The Proms are like mini-discoveries. Obviously there’s the music. Then there are the artists. But then there are also the occasions they mark. Last year’s Proms saw Juanjo Mena bid a fond farewell to the BBC Philharmonic after seven years at the helm, and a year later the Proms welcomed Omer Meir Wellber, making his Proms debut, to his first official engagement as Mena’s successor (no longer as Chief Conductor ‘designate’). But he didn’t hang about setting his stall out with this intriguing and rather generous programme: take a couple of Classical and Romantic staples, throw in a revolutionary work from the early 20th century and a wartime piece from Wellber’s homeland and you’ve got quite a mix.

Yeol Eum Son and the BBC Philharmonic © BBC | Chris Christodoulou
Yeol Eum Son and the BBC Philharmonic
© BBC | Chris Christodoulou

But there was no whizz-bang of the popular overture to announce his official arrival, but the rather more subtle woodwind opening of Mozart’s Piano Concerto no. 15 in B flat major, which always sounds to me like you are coming in half way through a conversation. The whizz-bangs came later. South Korean pianist Yeol Eum Son, who has previously collaborated with Wellber, has gained a reputation as a fine interpreter of Mozart, and on this performance it was easy to see why. Son mixed serenity with calm assertion, with a delicate but confident touch and an almost dream-like quality, particularly in the Andante, while also creating breathing space amongst all of Mozart’s technical intricacies. The wonderful playing of the orchestra gave stability but was not as crisp as it might be. Nevertheless, Wellber took great care over phrasing and brought out a noble warmth in the strings with woodwinds floating lyrically throughout.

■ Record set ■

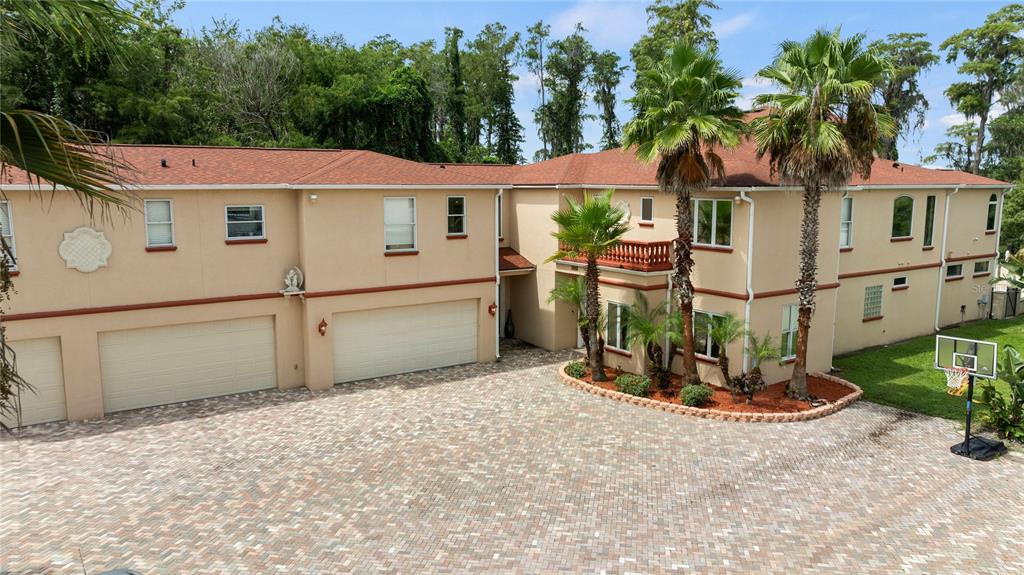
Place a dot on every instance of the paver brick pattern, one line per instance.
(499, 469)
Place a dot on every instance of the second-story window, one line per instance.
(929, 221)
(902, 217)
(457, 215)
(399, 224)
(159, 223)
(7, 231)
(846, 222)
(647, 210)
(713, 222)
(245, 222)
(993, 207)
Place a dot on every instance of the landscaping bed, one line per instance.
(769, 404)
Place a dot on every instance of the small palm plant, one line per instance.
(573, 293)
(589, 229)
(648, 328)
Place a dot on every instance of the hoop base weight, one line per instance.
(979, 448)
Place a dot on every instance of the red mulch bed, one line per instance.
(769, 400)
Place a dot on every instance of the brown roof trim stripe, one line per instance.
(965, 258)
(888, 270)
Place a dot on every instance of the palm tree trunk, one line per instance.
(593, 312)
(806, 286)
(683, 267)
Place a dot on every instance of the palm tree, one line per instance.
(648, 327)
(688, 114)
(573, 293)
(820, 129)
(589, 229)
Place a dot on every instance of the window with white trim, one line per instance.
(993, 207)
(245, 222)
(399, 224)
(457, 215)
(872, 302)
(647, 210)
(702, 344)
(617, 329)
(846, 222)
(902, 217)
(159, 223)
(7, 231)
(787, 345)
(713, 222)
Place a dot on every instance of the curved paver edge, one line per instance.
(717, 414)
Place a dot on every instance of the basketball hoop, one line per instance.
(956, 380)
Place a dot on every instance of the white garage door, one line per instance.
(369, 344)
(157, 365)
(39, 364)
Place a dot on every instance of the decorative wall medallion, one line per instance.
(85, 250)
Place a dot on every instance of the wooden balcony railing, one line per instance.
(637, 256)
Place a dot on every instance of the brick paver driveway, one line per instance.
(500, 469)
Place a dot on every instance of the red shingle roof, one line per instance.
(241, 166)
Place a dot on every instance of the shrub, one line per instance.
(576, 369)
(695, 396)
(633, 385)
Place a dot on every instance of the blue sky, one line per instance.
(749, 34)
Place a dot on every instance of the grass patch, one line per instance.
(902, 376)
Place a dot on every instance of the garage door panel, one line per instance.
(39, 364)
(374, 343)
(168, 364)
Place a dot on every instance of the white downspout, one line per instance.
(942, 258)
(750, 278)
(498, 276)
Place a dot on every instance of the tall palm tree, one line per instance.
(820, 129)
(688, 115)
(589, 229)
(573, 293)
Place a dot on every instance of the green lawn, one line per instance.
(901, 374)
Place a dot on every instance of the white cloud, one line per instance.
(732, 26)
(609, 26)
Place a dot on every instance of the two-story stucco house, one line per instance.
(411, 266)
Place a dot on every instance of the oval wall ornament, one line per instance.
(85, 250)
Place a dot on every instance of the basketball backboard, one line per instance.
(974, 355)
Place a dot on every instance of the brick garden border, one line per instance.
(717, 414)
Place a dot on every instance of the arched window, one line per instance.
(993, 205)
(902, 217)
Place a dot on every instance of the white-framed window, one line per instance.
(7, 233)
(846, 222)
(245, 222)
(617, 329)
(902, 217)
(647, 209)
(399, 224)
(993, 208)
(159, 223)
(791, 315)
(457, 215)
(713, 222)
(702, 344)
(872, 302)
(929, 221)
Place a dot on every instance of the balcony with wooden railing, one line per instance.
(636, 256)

■ Instructions ■
1. Do these statements agree with the Proms review? Answer yes or no for each, quoting the deciding words. (a) Juanjo Mena led the BBC Philharmonic for seven years. (b) The concert opened with a popular overture. (c) Yeol Eum Son had worked with Wellber before this concert.
2. Please carry on writing the Proms review from its last sentence.
The rows are separate from the Proms review.

■ Exercise responses ■
1.
(a) Yes: "Juanjo Mena bid a fond farewell to the BBC Philharmonic after seven years at the helm"
(b) No: "But there was no whizz-bang of the popular overture to announce his official arrival"
(c) Yes: "South Korean pianist Yeol Eum Son, who has previously collaborated with Wellber"

2.
The music of German-born Israeli composer Paul Ben-Haim has never been heard before at the Proms, yet his Symphony no. 1 is considered to be one of the most important works in Israeli classical music. A post-Romantic style tempered with middle-Eastern folk idioms characterised Ben-Haim’s music, but there was also an overriding sense of struggle and defiance in this particular work, mirroring the outbreak of war, most notably in the martial overtones of the restless first movement. Wellber gave this real meaning, drawing out rampant brass, persuasive percussion and wailing woodwinds, with the strings aggressive and mournful. He yielded intense emotions and a distant melancholy in the glorious second movement, with wonderfully melting flute, violin and oboe solos after the huge central climax, and the busy tarantella rhythms of the third movement, mixed with the hora (a Hebrew folk dance), had Wellber in fiery and tempestuous mood with the sharp, acerbic rhythms stirring up the orchestra into a frantic frenzy. Full marks to Wellber for bringing this rather absorbing work to our full attention.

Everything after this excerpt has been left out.